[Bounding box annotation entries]
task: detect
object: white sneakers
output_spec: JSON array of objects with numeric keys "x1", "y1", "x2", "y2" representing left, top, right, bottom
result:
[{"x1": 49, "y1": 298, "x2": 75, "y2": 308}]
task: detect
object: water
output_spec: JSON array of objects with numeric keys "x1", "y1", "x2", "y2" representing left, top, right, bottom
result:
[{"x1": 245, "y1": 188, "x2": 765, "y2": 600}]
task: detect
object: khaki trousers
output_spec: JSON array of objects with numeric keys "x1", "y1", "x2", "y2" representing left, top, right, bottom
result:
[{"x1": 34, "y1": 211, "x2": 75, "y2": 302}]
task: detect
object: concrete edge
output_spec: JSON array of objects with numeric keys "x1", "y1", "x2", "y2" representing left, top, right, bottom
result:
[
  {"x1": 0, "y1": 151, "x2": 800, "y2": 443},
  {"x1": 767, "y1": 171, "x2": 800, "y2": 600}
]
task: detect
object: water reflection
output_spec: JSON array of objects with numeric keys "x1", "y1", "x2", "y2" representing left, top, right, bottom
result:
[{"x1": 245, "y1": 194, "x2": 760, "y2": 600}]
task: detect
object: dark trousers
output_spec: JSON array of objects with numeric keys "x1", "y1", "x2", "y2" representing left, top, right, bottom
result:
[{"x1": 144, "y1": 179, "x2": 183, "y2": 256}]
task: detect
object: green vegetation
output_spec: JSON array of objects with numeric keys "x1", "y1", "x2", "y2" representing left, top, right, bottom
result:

### EXERCISE DESCRIPTION
Change every "trousers" in the lines above to "pants", and leave everything else as it is.

### RESPONSE
task: detect
object: white sneakers
output_spec: JSON array of objects with numeric keys "x1", "y1", "x2", "y2" representing left, top, right, bottom
result:
[{"x1": 49, "y1": 298, "x2": 75, "y2": 308}]
task: detect
object: water
output_spec: JSON array of objects with numeric keys "x1", "y1", "x2", "y2" representing left, top, right, bottom
result:
[{"x1": 245, "y1": 188, "x2": 765, "y2": 600}]
task: detect
object: khaki pants
output_spec: JSON array of objects with numeric keys "x1", "y1", "x2", "y2" representing left, top, right, bottom
result:
[{"x1": 34, "y1": 211, "x2": 75, "y2": 302}]
task: detect
object: concrete edge
output_spec: JSON array of objects with numeric keys "x1", "y1", "x2", "y2" representing left, top, right, bottom
result:
[
  {"x1": 0, "y1": 151, "x2": 800, "y2": 443},
  {"x1": 767, "y1": 171, "x2": 800, "y2": 600}
]
task: detect
object: water reflection
output_spec: JSON array of objects with numeric keys "x1", "y1", "x2", "y2" representing left, top, right, bottom
result:
[{"x1": 245, "y1": 194, "x2": 760, "y2": 600}]
task: detect
object: dark pants
output_spec: JSON array of objects with numeric keys "x1", "y1", "x2", "y2" representing left, top, right, bottom
result:
[{"x1": 144, "y1": 179, "x2": 183, "y2": 256}]
task: detect
object: green vegetation
output_spec: JSON array of objects with numeric keys "x1", "y1", "x2", "y2" representing left, top, right, bottom
result:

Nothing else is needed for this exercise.